● **SUPPLIED ENTRIES**:
....

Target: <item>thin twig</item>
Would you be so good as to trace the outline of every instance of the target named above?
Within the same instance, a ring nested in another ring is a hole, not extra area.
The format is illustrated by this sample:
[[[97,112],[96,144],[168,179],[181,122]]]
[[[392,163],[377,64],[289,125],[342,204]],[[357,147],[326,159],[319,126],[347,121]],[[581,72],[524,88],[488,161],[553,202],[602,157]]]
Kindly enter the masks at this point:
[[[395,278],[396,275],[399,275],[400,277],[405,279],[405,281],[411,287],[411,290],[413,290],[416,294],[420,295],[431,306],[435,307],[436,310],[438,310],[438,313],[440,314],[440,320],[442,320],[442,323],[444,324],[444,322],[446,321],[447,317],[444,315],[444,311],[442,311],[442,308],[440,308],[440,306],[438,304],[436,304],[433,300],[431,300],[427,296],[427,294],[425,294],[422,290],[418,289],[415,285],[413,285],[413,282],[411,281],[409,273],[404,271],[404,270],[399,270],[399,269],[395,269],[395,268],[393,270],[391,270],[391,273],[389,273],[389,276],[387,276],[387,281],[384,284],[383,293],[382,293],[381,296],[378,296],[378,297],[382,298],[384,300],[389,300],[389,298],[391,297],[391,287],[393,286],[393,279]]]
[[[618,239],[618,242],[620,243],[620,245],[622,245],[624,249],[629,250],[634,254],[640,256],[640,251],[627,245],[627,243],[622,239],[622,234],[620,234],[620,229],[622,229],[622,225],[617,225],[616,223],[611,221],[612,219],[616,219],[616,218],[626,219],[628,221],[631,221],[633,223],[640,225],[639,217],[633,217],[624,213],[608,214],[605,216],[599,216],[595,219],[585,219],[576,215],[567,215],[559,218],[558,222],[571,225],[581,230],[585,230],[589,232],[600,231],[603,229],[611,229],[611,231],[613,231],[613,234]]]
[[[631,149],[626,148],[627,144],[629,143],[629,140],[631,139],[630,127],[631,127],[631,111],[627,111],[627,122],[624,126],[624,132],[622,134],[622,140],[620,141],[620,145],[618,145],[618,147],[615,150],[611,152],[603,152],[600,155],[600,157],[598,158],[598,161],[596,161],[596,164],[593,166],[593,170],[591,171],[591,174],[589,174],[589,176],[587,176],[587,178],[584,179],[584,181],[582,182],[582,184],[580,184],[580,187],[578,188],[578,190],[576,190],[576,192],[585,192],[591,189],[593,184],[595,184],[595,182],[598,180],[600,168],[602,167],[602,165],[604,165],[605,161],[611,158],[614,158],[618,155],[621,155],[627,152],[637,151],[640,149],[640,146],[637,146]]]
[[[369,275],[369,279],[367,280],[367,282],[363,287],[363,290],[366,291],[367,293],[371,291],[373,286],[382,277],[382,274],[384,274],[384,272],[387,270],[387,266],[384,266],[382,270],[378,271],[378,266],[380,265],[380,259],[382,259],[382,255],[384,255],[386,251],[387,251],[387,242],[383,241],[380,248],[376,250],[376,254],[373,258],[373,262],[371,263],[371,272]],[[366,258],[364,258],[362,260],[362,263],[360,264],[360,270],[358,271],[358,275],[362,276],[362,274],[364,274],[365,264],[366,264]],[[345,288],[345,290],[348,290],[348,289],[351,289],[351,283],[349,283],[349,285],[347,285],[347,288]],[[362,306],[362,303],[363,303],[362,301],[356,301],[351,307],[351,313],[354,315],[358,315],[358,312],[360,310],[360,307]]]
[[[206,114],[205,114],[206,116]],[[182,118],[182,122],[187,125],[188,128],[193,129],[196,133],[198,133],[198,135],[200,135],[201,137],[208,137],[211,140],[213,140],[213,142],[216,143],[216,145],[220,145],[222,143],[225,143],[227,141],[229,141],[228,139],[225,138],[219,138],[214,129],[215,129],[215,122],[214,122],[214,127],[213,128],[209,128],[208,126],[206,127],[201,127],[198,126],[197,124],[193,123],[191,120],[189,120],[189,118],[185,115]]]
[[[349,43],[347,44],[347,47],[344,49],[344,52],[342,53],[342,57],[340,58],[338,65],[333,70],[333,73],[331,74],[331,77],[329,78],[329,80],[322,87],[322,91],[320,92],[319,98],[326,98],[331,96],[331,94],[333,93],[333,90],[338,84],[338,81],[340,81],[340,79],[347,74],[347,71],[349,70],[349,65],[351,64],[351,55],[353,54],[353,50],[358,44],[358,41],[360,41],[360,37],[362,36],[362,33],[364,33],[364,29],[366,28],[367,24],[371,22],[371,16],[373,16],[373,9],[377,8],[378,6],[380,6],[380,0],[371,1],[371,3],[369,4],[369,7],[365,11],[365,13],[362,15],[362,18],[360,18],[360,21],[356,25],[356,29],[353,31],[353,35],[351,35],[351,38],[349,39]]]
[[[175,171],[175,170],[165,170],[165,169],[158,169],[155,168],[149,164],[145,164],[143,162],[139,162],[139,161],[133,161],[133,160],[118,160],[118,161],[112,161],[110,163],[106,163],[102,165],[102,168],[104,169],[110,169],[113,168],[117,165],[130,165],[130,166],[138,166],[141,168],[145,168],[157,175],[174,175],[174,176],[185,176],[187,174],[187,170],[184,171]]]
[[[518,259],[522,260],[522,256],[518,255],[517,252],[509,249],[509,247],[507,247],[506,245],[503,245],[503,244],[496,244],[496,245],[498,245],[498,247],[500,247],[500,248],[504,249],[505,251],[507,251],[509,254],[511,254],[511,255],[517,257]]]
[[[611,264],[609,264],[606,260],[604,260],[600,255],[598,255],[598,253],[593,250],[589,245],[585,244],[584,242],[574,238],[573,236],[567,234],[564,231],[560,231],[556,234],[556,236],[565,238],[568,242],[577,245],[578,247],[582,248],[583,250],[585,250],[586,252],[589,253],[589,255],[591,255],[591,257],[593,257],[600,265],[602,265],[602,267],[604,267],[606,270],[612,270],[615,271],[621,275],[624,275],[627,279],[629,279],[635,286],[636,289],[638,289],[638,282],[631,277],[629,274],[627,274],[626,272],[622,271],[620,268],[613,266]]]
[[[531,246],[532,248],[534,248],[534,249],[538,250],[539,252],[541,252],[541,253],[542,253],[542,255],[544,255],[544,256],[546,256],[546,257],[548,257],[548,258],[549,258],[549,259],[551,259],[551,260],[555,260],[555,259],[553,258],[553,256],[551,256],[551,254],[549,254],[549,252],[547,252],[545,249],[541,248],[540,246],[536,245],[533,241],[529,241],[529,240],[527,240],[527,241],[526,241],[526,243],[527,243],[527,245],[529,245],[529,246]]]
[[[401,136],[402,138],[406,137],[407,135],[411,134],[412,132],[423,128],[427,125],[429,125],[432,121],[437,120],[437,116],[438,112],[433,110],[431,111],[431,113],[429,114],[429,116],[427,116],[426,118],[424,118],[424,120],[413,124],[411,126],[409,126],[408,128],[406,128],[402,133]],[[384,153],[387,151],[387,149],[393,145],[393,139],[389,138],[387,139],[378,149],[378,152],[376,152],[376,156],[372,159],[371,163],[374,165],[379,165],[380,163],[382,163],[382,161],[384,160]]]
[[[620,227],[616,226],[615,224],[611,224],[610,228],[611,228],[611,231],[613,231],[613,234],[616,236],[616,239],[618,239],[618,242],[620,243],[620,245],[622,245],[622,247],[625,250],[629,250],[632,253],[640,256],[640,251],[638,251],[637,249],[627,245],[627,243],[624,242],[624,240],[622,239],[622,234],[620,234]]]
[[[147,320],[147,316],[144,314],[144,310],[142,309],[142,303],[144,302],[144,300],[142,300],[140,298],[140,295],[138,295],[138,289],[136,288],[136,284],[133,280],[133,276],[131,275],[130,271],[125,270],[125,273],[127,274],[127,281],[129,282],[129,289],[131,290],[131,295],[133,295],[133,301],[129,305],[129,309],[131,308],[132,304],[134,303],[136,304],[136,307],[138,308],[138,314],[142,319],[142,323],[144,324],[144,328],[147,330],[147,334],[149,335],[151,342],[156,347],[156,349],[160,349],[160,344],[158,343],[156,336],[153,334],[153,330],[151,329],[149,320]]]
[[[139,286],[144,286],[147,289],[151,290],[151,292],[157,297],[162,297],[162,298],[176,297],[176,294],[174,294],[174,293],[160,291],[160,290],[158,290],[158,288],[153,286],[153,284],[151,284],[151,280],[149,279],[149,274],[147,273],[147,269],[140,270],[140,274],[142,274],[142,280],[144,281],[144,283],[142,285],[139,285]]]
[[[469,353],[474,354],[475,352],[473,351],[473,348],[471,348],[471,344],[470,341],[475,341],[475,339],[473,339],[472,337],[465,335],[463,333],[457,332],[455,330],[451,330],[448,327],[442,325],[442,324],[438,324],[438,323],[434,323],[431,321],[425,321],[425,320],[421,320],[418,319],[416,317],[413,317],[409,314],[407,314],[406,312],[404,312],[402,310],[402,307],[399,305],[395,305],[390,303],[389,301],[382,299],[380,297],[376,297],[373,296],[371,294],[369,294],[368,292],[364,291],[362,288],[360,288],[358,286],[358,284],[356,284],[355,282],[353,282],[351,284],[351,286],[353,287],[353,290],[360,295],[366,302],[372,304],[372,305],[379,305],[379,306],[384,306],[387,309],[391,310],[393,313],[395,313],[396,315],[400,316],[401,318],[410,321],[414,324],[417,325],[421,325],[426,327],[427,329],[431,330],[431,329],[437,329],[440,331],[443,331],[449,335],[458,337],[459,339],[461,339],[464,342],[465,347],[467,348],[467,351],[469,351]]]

....

● **EXERCISE GOAL**:
Among the entries, count the lines that hold "instance". Reply with the count only.

● **EXPECTED ANSWER**:
2